# What the task asks
Please retype the data below in full.

# Material for this task
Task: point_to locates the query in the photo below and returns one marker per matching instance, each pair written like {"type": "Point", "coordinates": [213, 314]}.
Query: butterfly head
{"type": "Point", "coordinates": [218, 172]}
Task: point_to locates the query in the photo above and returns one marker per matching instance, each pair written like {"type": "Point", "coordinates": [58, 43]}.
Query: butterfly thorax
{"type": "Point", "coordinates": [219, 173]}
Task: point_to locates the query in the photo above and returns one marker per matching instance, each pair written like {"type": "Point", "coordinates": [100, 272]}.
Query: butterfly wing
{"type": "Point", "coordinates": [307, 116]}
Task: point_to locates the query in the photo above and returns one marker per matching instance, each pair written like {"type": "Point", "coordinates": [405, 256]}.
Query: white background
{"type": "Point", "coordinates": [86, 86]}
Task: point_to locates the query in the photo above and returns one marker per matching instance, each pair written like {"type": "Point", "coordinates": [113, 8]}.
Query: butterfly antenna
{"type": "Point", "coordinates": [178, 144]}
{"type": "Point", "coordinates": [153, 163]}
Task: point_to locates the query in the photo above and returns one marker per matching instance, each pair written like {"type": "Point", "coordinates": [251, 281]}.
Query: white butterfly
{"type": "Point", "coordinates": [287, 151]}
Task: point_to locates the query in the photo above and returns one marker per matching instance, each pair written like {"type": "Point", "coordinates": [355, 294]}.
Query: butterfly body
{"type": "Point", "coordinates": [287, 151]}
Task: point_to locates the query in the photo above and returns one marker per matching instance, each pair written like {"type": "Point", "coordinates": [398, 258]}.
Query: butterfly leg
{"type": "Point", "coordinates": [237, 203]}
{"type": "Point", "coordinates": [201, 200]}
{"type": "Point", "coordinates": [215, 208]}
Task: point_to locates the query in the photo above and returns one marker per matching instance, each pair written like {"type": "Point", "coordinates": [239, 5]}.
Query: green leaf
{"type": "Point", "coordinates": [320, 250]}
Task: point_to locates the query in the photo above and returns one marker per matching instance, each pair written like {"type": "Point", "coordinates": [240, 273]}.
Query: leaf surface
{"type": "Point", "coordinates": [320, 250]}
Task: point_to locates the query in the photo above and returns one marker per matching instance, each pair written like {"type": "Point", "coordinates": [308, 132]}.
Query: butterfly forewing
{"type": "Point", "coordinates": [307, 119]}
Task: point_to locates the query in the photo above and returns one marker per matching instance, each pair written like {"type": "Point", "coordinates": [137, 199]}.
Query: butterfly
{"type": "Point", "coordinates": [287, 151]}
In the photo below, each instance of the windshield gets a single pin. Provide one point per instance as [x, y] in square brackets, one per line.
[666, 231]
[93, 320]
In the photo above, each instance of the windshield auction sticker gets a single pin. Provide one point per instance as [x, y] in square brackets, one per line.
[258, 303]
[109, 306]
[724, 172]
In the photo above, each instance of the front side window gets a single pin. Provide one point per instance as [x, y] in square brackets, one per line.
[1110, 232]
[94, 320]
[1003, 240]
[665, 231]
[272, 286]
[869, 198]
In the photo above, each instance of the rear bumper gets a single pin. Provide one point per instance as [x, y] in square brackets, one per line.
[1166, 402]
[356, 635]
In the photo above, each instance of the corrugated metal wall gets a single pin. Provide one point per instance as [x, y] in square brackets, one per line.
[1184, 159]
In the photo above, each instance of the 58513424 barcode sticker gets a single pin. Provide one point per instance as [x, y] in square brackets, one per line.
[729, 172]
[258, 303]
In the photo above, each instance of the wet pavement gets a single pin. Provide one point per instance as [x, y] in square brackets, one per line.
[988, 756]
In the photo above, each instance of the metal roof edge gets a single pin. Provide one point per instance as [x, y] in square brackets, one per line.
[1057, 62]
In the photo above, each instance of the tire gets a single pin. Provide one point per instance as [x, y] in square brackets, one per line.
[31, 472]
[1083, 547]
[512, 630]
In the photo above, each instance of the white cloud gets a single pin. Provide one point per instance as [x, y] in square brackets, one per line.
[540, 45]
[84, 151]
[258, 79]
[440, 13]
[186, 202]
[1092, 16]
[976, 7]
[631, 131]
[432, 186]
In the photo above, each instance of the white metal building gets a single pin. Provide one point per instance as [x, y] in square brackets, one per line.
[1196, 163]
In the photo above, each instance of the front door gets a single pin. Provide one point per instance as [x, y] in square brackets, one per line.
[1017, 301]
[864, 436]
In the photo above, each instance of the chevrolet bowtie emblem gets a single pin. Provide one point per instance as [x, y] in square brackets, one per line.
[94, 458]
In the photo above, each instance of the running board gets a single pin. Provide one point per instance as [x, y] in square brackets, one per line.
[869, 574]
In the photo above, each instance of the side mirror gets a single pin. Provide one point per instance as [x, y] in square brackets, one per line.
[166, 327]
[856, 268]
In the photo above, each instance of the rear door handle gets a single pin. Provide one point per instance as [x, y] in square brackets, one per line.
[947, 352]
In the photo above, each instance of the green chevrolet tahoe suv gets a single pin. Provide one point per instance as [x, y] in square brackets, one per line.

# Response to this task
Task: point_to locates the query in the photo below and returns one marker per matching instance, each pair written like {"type": "Point", "coordinates": [213, 314]}.
Query: butterfly head
{"type": "Point", "coordinates": [218, 172]}
Task: point_to locates the query in the photo above and returns one marker per matching instance, each pair written like {"type": "Point", "coordinates": [58, 43]}.
Query: butterfly thorax
{"type": "Point", "coordinates": [219, 173]}
Task: point_to locates the query in the photo above and returns one marker per matching instance, each pair written like {"type": "Point", "coordinates": [100, 272]}.
Query: butterfly wing
{"type": "Point", "coordinates": [307, 116]}
Task: point_to locates the query in the photo above and returns one marker per matching instance, each pair written like {"type": "Point", "coordinates": [405, 256]}.
Query: white background
{"type": "Point", "coordinates": [86, 86]}
Task: point_to locates the query in the photo above and returns one marker per matching instance, each pair written like {"type": "Point", "coordinates": [113, 8]}.
Query: butterfly antenna
{"type": "Point", "coordinates": [178, 144]}
{"type": "Point", "coordinates": [153, 163]}
Task: point_to locates the query in the photo above and returns one marker per matching instance, each pair written like {"type": "Point", "coordinates": [251, 281]}.
Query: white butterfly
{"type": "Point", "coordinates": [287, 151]}
Task: point_to locates the query in the photo above and returns one marker per matching instance, each pair written like {"type": "Point", "coordinates": [355, 294]}.
Query: butterfly body
{"type": "Point", "coordinates": [287, 151]}
Task: point_to locates the query in the photo above and returns one marker per matching instance, each pair written like {"type": "Point", "coordinates": [398, 258]}.
Query: butterfly leg
{"type": "Point", "coordinates": [237, 203]}
{"type": "Point", "coordinates": [201, 200]}
{"type": "Point", "coordinates": [215, 208]}
Task: point_to locates the query in the photo above and returns one marker per matching instance, each pair written like {"type": "Point", "coordinates": [239, 5]}.
Query: green leaf
{"type": "Point", "coordinates": [320, 250]}
Task: point_to locates the query in the photo above and returns one marker per matching instance, each pair written like {"type": "Point", "coordinates": [240, 273]}.
Query: leaf surface
{"type": "Point", "coordinates": [320, 250]}
Task: point_to locates the query in the photo above and returns one marker per matching instance, each pair written like {"type": "Point", "coordinates": [308, 132]}.
Query: butterfly forewing
{"type": "Point", "coordinates": [307, 119]}
Task: point_to locates the query in the photo above and returns one marker per matching instance, each pair written like {"type": "Point", "coordinates": [137, 199]}.
Query: butterfly
{"type": "Point", "coordinates": [287, 151]}
In the photo below, each instance of the windshield gets a single pin. Provide one point per instance as [x, y] in square brackets, one per line.
[666, 231]
[93, 320]
In the photo above, each instance of the windshield auction sticker gets a single pin. Provide one point per instance as [x, y] in square brackets, one per line.
[258, 303]
[109, 306]
[724, 172]
In the photo above, each instance of the front side window gets a single pin. Provide one point per instance as [x, y] in square brackets, one per line.
[1110, 232]
[94, 320]
[1003, 240]
[665, 231]
[272, 286]
[869, 198]
In the photo above, each instance of the rear bumper gets a single pin. Provide one point per instance as [x, y] in square brackets, one per line.
[1166, 402]
[356, 635]
In the photo above, each instance of the corrugated metal wall gets a single pin. Provide one point per instance as [x, y] in square brackets, one per line.
[1184, 159]
In the photo above, each instance of the 58513424 barcode sticker gets a single pin. Provide one point per instance as [x, y] in square brackets, one per line.
[729, 172]
[258, 303]
In the photo above, each instance of the wet pavement gets a single pin. Provide one point per instance as [x, y] in square brackets, one per line.
[988, 756]
In the photo above, each instance of the metal roof edge gets a single pin. Provide one point per instance as [x, y] in square brackets, one per line.
[1057, 62]
In the photo above, each instance of the tire gets a single pin. Provide one point per instance as [x, y] in square brackets, one per line.
[31, 472]
[1083, 547]
[512, 630]
In the photo above, each instance of the white cloud gets a single pin. Provide one point per instance as [x, y] in square brackets, one per line.
[540, 45]
[84, 151]
[258, 79]
[440, 13]
[186, 202]
[1092, 16]
[976, 7]
[631, 131]
[432, 186]
In the photo above, each instance of the white metal building gets a single pin. Provide one point per instance as [x, y] in square brackets, one per line.
[1196, 163]
In the photo above, each instance of the front door gets a single pin. Provide one point per instance as [x, y] in square brackets, one per line.
[1017, 301]
[864, 436]
In the photo above, each instance of the chevrolet bowtie emblem gets a single pin. Provide one point per instance as [x, y] in square brackets, one per line.
[94, 458]
In the photo above, each instance of the running board gets a single pin. Provide one point per instance as [x, y] in square brackets, one per line.
[869, 574]
In the photo above, each instance of the side mirror gets a single pin. Provide one point per instance as [x, y] in square brackets, one per line.
[166, 327]
[856, 268]
In the photo above, each instance of the rear door handle gets a single pin. Provide one point per instance as [x, y] in square brackets, one per line.
[947, 352]
In the photo above, each instance of the green chevrolet tahoe suv gets a single pin. Provide one point per instance as [x, y] in square brackets, one per line.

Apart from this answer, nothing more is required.